**ÉNONCÉ 1:** Relevez, dans l'hommage à Roger Cayrel, chaque fonction qu'il a exercée accompagnée d'une période datée, en indiquant cette période.
**ÉNONCÉ 2:** Poursuivez l'hommage à Roger Cayrel en reprenant après sa dernière phrase.

**TEXTE FOURNI:**
------------------------------------------------

C’est avec une très grande tristesse que nous avons appris le décès de Roger Cayrel. Né en 1924, ancien élève de l’école Normale Supérieure, après avoir été recruté à l’IAP il a été Astronome à l’Observatoire de Paris de 1962 à 1995, Directeur adjoint de l’INAG (l’ancêtre de l’INSU) de 1968 à 1971, et Directeur de la "Société du Télescope Canada-France-Hawaii" de 1974 à 1980. Il a dirigé sur place la construction du CFHT.
Roger Cayrel était membre correspondant de l’Académie des Sciences et membre titulaire honoraire du Bureau des longitudes. Il était un des derniers représentant de cette "équipe Chalonge" qui a introduit l’astrophysique moderne en France. Il est reconnu comme un des pionniers de l’étude précise des atmosphères stellaires.

------------------------------------------------

[Données brutes]
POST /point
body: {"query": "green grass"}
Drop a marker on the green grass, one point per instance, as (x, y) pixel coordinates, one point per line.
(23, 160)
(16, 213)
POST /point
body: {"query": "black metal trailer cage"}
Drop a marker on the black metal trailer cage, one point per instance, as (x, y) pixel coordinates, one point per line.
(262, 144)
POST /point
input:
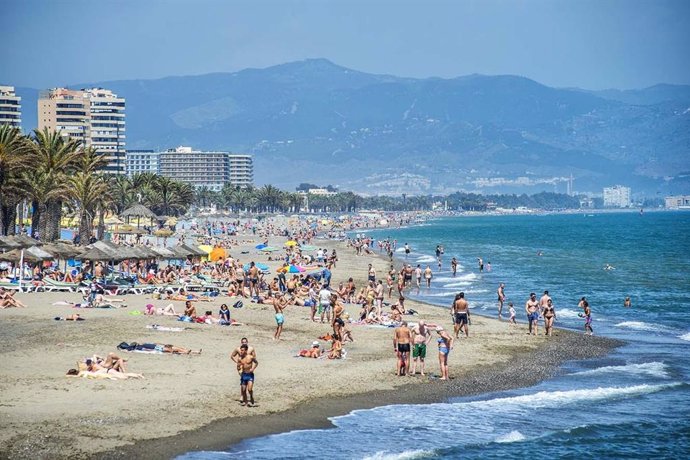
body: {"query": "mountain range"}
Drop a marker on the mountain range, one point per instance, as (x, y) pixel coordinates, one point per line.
(314, 121)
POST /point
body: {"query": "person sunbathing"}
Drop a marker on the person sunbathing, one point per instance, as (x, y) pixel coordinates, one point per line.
(313, 352)
(336, 351)
(167, 348)
(7, 300)
(74, 317)
(104, 374)
(168, 310)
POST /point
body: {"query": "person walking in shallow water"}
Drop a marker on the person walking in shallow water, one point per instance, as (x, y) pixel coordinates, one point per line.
(445, 345)
(501, 298)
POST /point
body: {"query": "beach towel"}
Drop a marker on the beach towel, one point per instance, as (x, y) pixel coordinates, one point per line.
(158, 327)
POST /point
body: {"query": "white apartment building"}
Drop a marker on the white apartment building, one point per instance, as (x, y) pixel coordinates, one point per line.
(142, 161)
(10, 107)
(95, 116)
(198, 168)
(617, 197)
(678, 202)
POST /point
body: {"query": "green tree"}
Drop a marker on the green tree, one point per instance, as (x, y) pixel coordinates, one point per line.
(14, 158)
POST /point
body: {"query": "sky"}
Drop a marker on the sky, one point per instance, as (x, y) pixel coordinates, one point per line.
(591, 44)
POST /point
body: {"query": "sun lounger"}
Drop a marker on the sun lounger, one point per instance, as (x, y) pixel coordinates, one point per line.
(53, 286)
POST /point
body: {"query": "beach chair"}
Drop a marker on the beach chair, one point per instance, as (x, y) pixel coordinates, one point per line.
(60, 286)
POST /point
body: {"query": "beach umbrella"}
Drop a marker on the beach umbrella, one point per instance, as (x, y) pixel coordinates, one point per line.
(164, 232)
(93, 254)
(262, 267)
(138, 211)
(308, 247)
(295, 269)
(217, 253)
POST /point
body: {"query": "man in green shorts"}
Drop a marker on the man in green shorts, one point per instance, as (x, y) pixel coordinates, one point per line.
(421, 336)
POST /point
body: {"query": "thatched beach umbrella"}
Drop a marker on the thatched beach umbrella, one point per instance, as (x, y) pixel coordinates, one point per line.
(138, 211)
(93, 254)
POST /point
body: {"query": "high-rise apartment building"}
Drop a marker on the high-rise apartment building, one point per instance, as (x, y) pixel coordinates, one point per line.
(200, 169)
(617, 197)
(95, 116)
(10, 107)
(142, 161)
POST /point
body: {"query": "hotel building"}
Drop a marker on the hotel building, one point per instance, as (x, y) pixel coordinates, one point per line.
(10, 107)
(95, 116)
(617, 197)
(198, 168)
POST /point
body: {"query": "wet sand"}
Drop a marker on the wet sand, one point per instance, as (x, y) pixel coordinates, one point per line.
(192, 402)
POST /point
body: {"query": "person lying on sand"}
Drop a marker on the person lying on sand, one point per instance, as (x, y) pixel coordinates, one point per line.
(7, 300)
(74, 317)
(158, 347)
(104, 374)
(168, 310)
(313, 352)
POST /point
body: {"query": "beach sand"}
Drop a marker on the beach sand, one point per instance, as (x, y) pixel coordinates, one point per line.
(192, 402)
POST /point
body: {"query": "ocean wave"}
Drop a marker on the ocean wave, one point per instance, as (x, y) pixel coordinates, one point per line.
(406, 455)
(513, 436)
(640, 326)
(655, 369)
(566, 313)
(561, 398)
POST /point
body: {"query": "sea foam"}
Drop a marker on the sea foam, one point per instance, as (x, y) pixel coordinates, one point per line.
(513, 436)
(406, 455)
(655, 369)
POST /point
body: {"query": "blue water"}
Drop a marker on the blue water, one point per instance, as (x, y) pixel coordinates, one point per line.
(634, 403)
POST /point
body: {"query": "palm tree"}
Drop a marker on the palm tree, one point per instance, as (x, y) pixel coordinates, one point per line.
(87, 187)
(14, 157)
(54, 156)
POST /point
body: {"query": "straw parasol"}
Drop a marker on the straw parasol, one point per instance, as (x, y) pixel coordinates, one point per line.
(93, 254)
(138, 211)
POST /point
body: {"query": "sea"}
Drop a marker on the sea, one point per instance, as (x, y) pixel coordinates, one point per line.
(633, 403)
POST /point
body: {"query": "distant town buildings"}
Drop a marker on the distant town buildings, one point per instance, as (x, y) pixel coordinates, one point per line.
(678, 202)
(95, 116)
(142, 161)
(617, 197)
(10, 107)
(198, 168)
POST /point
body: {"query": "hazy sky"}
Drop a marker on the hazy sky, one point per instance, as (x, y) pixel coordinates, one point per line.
(591, 44)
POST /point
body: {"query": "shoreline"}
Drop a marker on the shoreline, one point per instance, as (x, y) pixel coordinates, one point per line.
(522, 371)
(188, 403)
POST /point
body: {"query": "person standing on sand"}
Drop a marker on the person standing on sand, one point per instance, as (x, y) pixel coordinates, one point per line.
(371, 274)
(246, 365)
(428, 275)
(445, 344)
(401, 343)
(501, 298)
(543, 302)
(279, 305)
(532, 310)
(461, 315)
(511, 309)
(420, 337)
(549, 317)
(235, 355)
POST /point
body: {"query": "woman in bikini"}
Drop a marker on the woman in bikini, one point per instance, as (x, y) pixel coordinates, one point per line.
(549, 317)
(445, 344)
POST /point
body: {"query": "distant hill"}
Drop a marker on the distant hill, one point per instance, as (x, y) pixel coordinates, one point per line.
(314, 121)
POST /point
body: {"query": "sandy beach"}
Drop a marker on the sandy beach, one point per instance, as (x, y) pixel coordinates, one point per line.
(192, 402)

------------------------------------------------

**RÉPONSE ATTENDUE 1:**
- Astronome à l'Observatoire de Paris, de 1962 à 1995
- Directeur adjoint de l'INAG, de 1968 à 1971
- Directeur de la "Société du Télescope Canada-France-Hawaii", de 1974 à 1980

**RÉPONSE ATTENDUE 2:**
Dans la grande controverse au sujet de l’abondance en hélium, il put montrer en 1954 en se basant sur des modèles d’atmosphère très simplifiés que dans l’étoile de type B, dzeta Per, contrairement aux résultats de Neven & de Jager obtenus sur des étoiles analogues, cette abondance était élevée. Plus tard, en étudiant la position des vieilles sous-naines dans le diagramme HR, il estima l’abondance de He dans ces vieilles étoiles, et nota que cette abondance a peu changé au cours de l’évolution galactique.
Il fut l’un des premiers en 1957 à utiliser un ordinateur (un IBM 650) pour calculer les modèles d’atmosphère, les profils de raies, et les abondances.
Dans ses calculs des raies stellaires, Roger Cayrel fut l’un des premiers à prendre en compte la structure hyperfine des niveaux atomiques. Il a écrit un des premiers codes liant l’abondance d’un élément à la largeur équivalente de la raie et a pu montrer que l’abondance du fer était la même dans le Soleil et dans la géante jeune epsilon Vir.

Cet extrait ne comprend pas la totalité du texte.